Aim of the task
Please return every entry below exactly as written, without any of its pictures.

Collection entries

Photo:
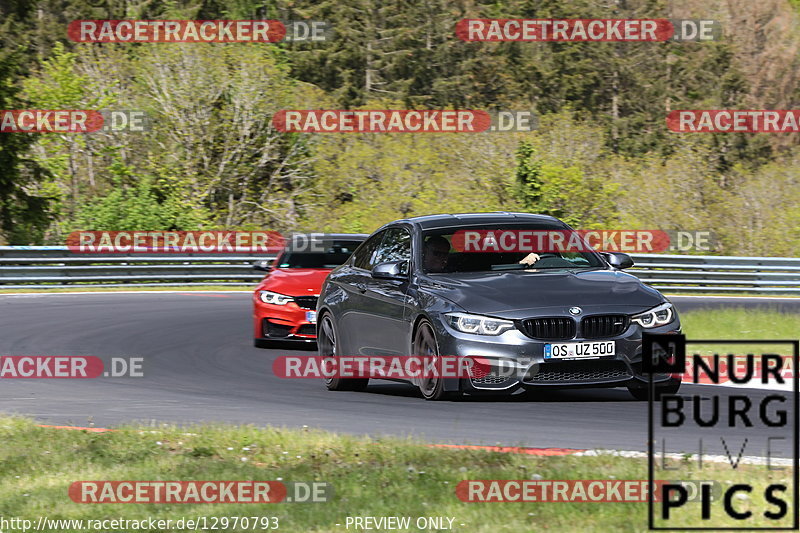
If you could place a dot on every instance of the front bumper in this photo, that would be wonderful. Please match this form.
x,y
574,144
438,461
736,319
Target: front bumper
x,y
513,360
288,322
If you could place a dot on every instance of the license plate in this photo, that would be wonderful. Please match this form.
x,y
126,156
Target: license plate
x,y
579,350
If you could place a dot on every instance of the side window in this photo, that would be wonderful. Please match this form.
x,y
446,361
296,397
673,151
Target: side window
x,y
396,246
362,258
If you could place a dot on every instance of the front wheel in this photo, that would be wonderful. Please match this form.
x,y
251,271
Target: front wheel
x,y
641,393
326,347
432,388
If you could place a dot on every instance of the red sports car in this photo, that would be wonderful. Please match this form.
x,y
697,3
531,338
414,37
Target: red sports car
x,y
285,302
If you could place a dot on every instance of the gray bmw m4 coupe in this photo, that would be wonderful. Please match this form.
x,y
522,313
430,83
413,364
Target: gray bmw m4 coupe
x,y
556,317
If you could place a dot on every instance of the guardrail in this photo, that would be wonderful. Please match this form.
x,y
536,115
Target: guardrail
x,y
42,267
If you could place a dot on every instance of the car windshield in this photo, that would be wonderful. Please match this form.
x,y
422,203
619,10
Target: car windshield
x,y
529,247
334,255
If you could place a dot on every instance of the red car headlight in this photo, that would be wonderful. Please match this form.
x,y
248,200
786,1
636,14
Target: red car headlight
x,y
269,297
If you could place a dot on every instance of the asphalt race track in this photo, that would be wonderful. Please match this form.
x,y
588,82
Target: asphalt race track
x,y
200,365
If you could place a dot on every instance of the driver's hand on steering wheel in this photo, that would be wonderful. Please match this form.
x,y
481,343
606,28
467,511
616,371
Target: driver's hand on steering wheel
x,y
529,259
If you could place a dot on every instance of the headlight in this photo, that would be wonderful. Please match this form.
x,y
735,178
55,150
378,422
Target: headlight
x,y
478,325
657,316
269,297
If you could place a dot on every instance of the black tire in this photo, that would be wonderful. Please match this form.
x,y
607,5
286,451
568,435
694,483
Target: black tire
x,y
424,344
641,393
326,347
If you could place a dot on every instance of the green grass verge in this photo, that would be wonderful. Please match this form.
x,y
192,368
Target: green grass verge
x,y
385,477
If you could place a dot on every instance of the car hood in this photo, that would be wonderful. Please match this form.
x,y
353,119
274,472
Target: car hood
x,y
519,294
295,281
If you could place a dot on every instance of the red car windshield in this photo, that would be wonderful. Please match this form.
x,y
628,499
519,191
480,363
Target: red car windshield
x,y
332,257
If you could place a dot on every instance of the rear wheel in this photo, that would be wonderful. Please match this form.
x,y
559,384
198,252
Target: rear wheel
x,y
432,388
326,347
641,393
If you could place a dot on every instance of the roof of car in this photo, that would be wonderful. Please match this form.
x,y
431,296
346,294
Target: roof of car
x,y
460,219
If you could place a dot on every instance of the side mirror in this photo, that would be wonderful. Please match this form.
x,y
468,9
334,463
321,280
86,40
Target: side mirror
x,y
263,265
391,270
618,259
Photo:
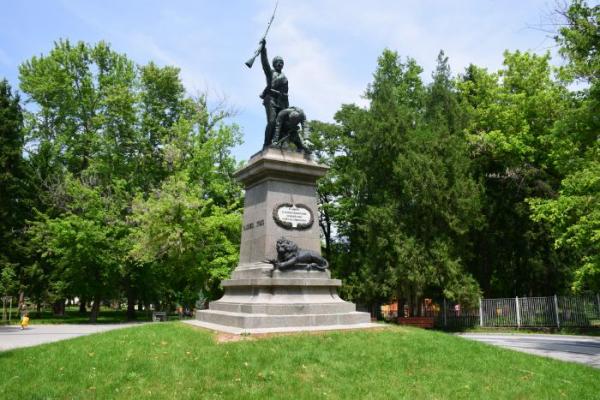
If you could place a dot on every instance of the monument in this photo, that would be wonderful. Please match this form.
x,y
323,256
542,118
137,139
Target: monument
x,y
282,283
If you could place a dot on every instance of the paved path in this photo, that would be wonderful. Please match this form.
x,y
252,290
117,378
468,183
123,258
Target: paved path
x,y
12,337
580,349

Answer
Photo:
If you could place a dot on every instance of the front bumper in this photo, that would be wonderful. Please match this form.
x,y
574,144
438,461
736,319
Target: front bumper
x,y
513,360
288,322
If you could place a dot on every instance of the license plate in this photo, that would be wonderful. Please match this form.
x,y
126,156
Target: license plate
x,y
579,350
If you could place a dot on every instance of the side window in this photo, that would be wonderful. Please match this form.
x,y
446,361
296,397
673,151
Target: side window
x,y
396,246
362,258
If you could place a dot on every instance of the front wheel in this photo, that would be wonderful. Please match this form.
x,y
251,271
Target: front wheel
x,y
641,393
326,347
432,388
If you could place a dot on every instance of the red sports car in this photo, that would be wonderful. Please match this form.
x,y
697,3
531,338
414,37
Target: red sports car
x,y
285,302
If you could place a dot on every instance of the gray bmw m4 coupe in this photo, that would be wonderful. Please match this form.
x,y
522,313
430,83
413,364
Target: gray bmw m4 coupe
x,y
556,317
If you could place a dot on every instance of the guardrail in this photo, that would be wonderful. Please match this form.
x,y
536,115
Target: guardrail
x,y
42,267
If you could place a dot on every instance of the car windshield in this photo, that would be wonderful. Please match this form.
x,y
422,203
619,10
Target: car windshield
x,y
529,247
334,255
If you could place a dot on every instance of the red car headlight in this photo, that would be wonderful. Please match this form.
x,y
248,200
786,1
636,14
Target: red car headlight
x,y
269,297
If you could place a dot on every instance of the asphalt race track in this photo, that would be wonderful. Please match this form.
x,y
588,82
Target: asphalt race track
x,y
200,365
If you could place a dot on every instance of the driver's hand on steering wheel in this photo, that would be wonderful. Please match this form.
x,y
481,343
606,28
467,511
616,371
Target: driver's hand on steering wheel
x,y
529,259
If you could place a dot on every instance of the headlight in this photo, that would be wonderful. Please match this form.
x,y
735,178
55,150
378,422
Target: headlight
x,y
478,325
657,316
269,297
If you could place a dot on every instance of the black tire in this photo, that would be wonderful. Please match this form.
x,y
607,5
286,451
568,435
694,483
Target: black tire
x,y
424,344
641,393
326,347
If you could place a dot on every instance of the green grass verge in this photo, that would be wonderful. Please match this form.
x,y
192,368
Target: green grass verge
x,y
385,477
If you could place a dot on every instance of the car hood in this photo, that would be wonderful. Please match this form.
x,y
353,119
274,472
Target: car hood
x,y
519,294
295,281
If you could place a dot on every instance of the red car windshield in this photo, that would be wonderful. Please match this form.
x,y
628,499
519,191
480,363
Target: red car windshield
x,y
332,257
If you could place a dot on every instance of the rear wheel in this photo, that would be wonderful. Please match this form.
x,y
559,384
198,252
Target: rear wheel
x,y
432,388
326,347
641,393
If you could place a dot on every instance of the roof of car in this photo, that would be wonderful. Please match this form.
x,y
431,296
346,294
Target: roof of car
x,y
460,219
If you could place a dot on every instance of the side mirror in this photo, that would be wonderful. Please match this form.
x,y
468,9
334,463
321,280
86,40
Target: side mirror
x,y
263,265
391,270
618,259
Photo:
If you could place a dot on every instance of the monument in this photo, that would be wonderful. Please match this form.
x,y
323,256
542,118
137,139
Target: monument
x,y
282,283
If you could place a dot on every instance of the paved path in this photo, that would be wonderful. Please match this form.
x,y
252,290
117,378
468,183
123,258
Target: paved path
x,y
12,337
580,349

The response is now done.